### GEKOZEN FRAGMENT:
● ● ● ● ●

Beginpagina > Nieuw DKO: kansen voor de sociaal-culturele sector?


Nieuw DKO: kansen voor de sociaal-culturele sector?

dinsdag 10 mei 2011

De FOV volgde op 28 april een infosessie over de inhoudelijke vernieuwingen in het deeltijds kunstonderwijs. Ook de SARC volgt de veranderingen op en bracht recent een advies uit.

Vijf pijlers

De vernieuwingen in het deeltijds kunstonderwijs zijn gepland vanaf september 2013. Het huidige onderscheid tussen beeldende kunst en podiumkunsten verdwijnt, in- en doorstroommogelijkheden op basis van competenties worden verankerd en er zijn meer keuze- en differentiatiemogelijkheden (voor meer info: zie vorige berichtgeving). Ann Olaerts, kabinetsmedewerkster van minister van Onderwijs en Vorming Pascal Smet, gaf tijdens de infosessie aan dat de vernieuwing inzet op 5 pijlers:

  • meer en beter kunstonderwijs;
  • meer professionalisering via nascholing en expertisenetwerken;
  • inzetten op artistiek toptalent;
  • investeren in artistiek toptalent;
  • flexibel inspelen op maatschappelijke ontwikkelingen zoals de digitalisering;
  • het concept ’brede school’ sterker verankeren.

● ● ● ● ●

### OPDRACHT 1:
Neem het deel van de items over dat begint bij de regel met "Where in the UI above is the suit lapel?" en doorloopt tot het einde van de items, en vervang daarin "suit lapel" door "jacket lapel". Laat verder alles ongewijzigd.
Het fragment en de items hebben niets met elkaar te maken.

### ITEMS:
● ● ● ● ●

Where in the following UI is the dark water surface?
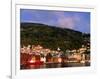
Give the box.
[21,62,90,69]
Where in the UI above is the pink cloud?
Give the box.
[54,12,80,29]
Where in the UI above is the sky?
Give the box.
[20,9,90,33]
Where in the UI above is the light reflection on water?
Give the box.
[21,62,90,69]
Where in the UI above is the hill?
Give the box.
[20,23,90,51]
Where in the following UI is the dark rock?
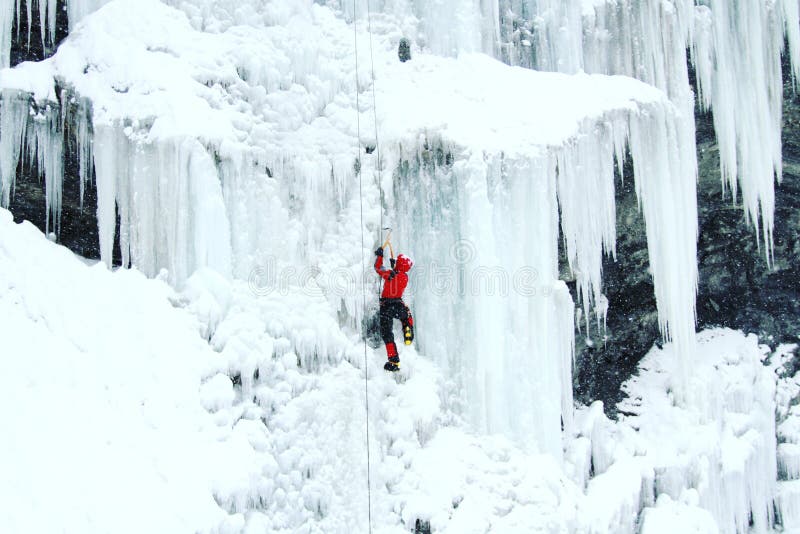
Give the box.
[562,57,800,416]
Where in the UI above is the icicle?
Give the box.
[0,0,12,68]
[94,123,119,269]
[696,0,784,263]
[630,105,697,400]
[32,105,64,234]
[0,90,30,208]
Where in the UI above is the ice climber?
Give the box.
[375,247,414,371]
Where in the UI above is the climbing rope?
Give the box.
[353,0,374,534]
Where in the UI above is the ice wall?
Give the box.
[326,0,800,386]
[0,0,109,68]
[0,0,789,464]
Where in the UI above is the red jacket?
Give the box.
[375,256,410,299]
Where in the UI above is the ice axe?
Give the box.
[382,227,394,259]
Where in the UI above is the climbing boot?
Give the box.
[383,356,400,372]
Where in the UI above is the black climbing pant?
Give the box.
[379,298,414,345]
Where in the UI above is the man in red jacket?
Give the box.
[375,247,414,371]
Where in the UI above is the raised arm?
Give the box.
[375,247,392,280]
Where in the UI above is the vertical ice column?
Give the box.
[32,104,64,233]
[94,123,122,268]
[394,140,574,458]
[694,0,788,261]
[0,90,64,237]
[630,104,697,401]
[0,91,30,207]
[0,1,12,68]
[94,124,232,284]
[556,114,627,328]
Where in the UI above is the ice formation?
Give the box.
[0,1,696,456]
[0,0,800,531]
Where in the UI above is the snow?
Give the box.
[0,206,800,533]
[0,0,800,532]
[0,210,238,532]
[0,211,580,533]
[0,0,696,456]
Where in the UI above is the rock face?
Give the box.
[573,65,800,414]
[9,0,100,259]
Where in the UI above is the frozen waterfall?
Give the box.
[0,0,800,502]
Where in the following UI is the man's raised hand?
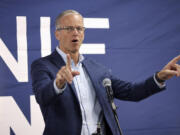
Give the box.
[158,55,180,81]
[56,54,80,89]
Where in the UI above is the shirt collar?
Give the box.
[56,46,84,64]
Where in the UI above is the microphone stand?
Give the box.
[106,87,123,135]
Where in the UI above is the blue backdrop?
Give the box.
[0,0,180,135]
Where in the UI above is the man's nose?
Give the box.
[72,28,79,34]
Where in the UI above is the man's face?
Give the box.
[55,14,84,53]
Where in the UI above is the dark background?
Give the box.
[0,0,180,135]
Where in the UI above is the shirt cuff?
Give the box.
[53,79,66,95]
[153,74,166,89]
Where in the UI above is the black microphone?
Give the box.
[102,78,122,135]
[103,78,114,100]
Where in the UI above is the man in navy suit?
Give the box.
[31,10,180,135]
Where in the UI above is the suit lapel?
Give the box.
[83,59,107,106]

● ● ● ● ●

### OPDRACHT 2:
Pak het fragment over het vernieuwde deeltijds kunstonderwijs weer op en schrijf het verder.

### JUISTE ANTWOORD 1:
Where in the UI above is the jacket lapel?
Give the box.
[83,59,107,106]

### JUISTE ANTWOORD 2:
De mening van de SARC

De SARC meent dat de hervormingsnota van minister Smet “een goede basis vormt voor de noodzakelijke herbronning van het deeltijds kunstonderwijs in Vlaanderen”. De belangrijkste opmerkingen op een rijtje:

  1. Het deeltijds kunstonderwijs wil zich richten op actieve cultuurparticipatie (of volgens de SARC beter: "actieve kunstparticipatie"). Voor passieve cultuureducatie wordt "doorverwezen naar het sociaal-cultureel vormingswerk".

     

  2. De SARC meent dat een hervorming van het DKO maar kan slagen als deze is afgestemd met het leerplichtonderwijs en met het culturele bestel. Specifiek denkt de SARC dat de amateurkunsten en het sociaal-cultureel werk de eerste logische partners zijn waarnaar leerlingen, tijdens of na hun ‘loopbaan’ in het DKO, kunnen instromen.

     

  3. De geplande hervorming zal mee in de praktijk moeten worden gebracht door de directeurs en docenten. De SARC hecht veel belang aan een grondige bezinning over de opleiding van toekomstige docenten en de bijscholing van het huidige lerarenkorps.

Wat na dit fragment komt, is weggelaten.